## PROVIDED TEXT
==================================================

The factory witnessed a two-day strike in June 2006, during which Ashraf and his colleagues played a leading role, over a number of demands including increasing the LE1 daily food allowance to LE5, and forming a branch for the General Union for Food Industries at the factory, among other demands (There were 14 demands in total). The management agreed to increase the daily food allowance only to LE2, and allowed the workers to form a Factory Union Committee, whose elections took place last fall, promising to look into the rest of the demands that had to do with workers’ shares of profits. Ashraf managed to win a union seat.

The management, using carrots and sticks, managed to impose an engineer by the name Khaled Abu Bakr as the Factory Union Committee’s president. He, together with the management, have been launching a witch-hunt against Ashraf and others involved in last year’s strike, especially as the latter were lobbying for increasing the shares of workers in the annual profits made by the company, as well as increasing the transportation and housing allowances.

On 5 March, Ashraf was transferred to another department within the factory. The manamgent suspended him from his job on 10 March, and sacked him finally on 22 March, alleging he had not shown up for work without medical notice.

In an interview to Al-Massa’ia on 21 March, however, Khaled Abu Bakr, the pro-management head of the Factory Union Committee stated that “Ashraf Abdel Wanis was transferred to a disciplinary board for investigating his role in agitating the workers about profit shares.”

Ashraf is filing a lawsuit, and planning to stage a sit-in, together with other trade unionists at the General Union for Food Industries, in Nasr City, next week if the Labor Ministry does not get involved to revoke the management’s dismissal decree.

Govt crackdown on Mahalla labor activists

Posted on 04/04/200716/01/2021 By 3arabawy

I received a very worrying statement from Kamal Abbas of the Center for Trade Union and Workers’ Services… After cracking down on the Center’s branch in Naga’a Hammadi, accusing its directors of “communism” and “spreading the culture of strikes,” the Ministry of Social Security sent a senior official on Tuesday evening to the Center’s branch in Mahalla and threatened to close it down, according to Kamal.

“It’s the same scenario of Naga’a Hammadi, being repeated again in Mahalla,” Kamal told me. “A wave of security crackdowns on the labor movement is to be expected.”

The Hisham Mubarak Law Center called for a meeting this Thursday 5pm, where activists will be discussing a solidarity campaign with the CTUWS. The center is located at: 1 Souq el-Tawfiqiya St., off Ramses Street.

==================================================

Descriptions of photo regions in plain language
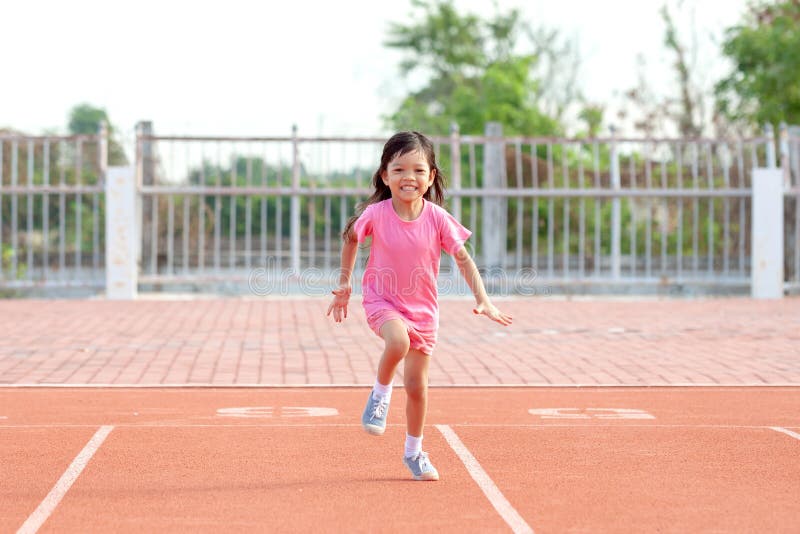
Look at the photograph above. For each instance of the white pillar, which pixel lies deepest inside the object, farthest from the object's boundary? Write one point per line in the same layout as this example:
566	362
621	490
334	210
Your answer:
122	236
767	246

==================================================

## ASSIGNED TASK A
From the labor news text, copy out word for word the passage starting with "The management, using" and going on through "and housing allowances.".
## ASSIGNED TASK B
List every date in March that the labor news text gives.
## ASSIGNED TASK C
Continue the labor news text from where it stops.
The rows are separate material that stands apart from the labor news text.

## ANSWER BOX A
The management, using carrots and sticks, managed to impose an engineer by the name Khaled Abu Bakr as the Factory Union Committee’s president. He, together with the management, have been launching a witch-hunt against Ashraf and others involved in last year’s strike, especially as the latter were lobbying for increasing the shares of workers in the annual profits made by the company, as well as increasing the transportation and housing allowances.

## ANSWER BOX B
5 March, 10 March, 21 March, 22 March

## ANSWER BOX C
Resisting our rulers

Posted on 04/04/200716/01/2021 By 3arabawy

The 5th Cairo Anti-War Conference’s final statement is available in Arabic.

And here’s a report about the Conference from the Guardian’s Comment is Free:

The rich and powerful have their conferences and we who oppose them have ours. For example, some very rich and powerful characters were meeting in Saudi Arabia last week.
But as the tyrants met in Riyadh, delegates from 17 different countries gathered in Egypt for the Fifth International Cairo Conference incorporating the Third Middle Eastern Social Forum under the slogan: “Building an international coalition for resistance” – resistance against colonialism, globalisation, imperialism and Zionism.
There was a lot to discuss: the catastrophe of Iraq, the clear build-up against Iran, the on-going agony of the Palestinian people and the almost universal despotism which characterises the Middle East.
The conference met in a country on the brink of revolt. Hosni Mubarak, who has ruled Egypt as a police state for over 26 years, has recently increased his people’s suffering. Last December he announced changes in the constitution to “rid Egypt of socialist principles launched in the 1960s (and) also seek to create a more favorable atmosphere for foreign investments”.
This was the usual neo-liberal bullshit for slashing wages and forcing people to work harder. The workers resisted with massive strikes. Some 20,000 mobilized to defend their bonuses at the Ghazl el-Mahal factory in Mahalla el-Kubra, north of Cairo, 8,000 at Kafr al-Dawwar factory did the same, followed by similar strikes at Zifta and Shibin al-Kum in Alexandria.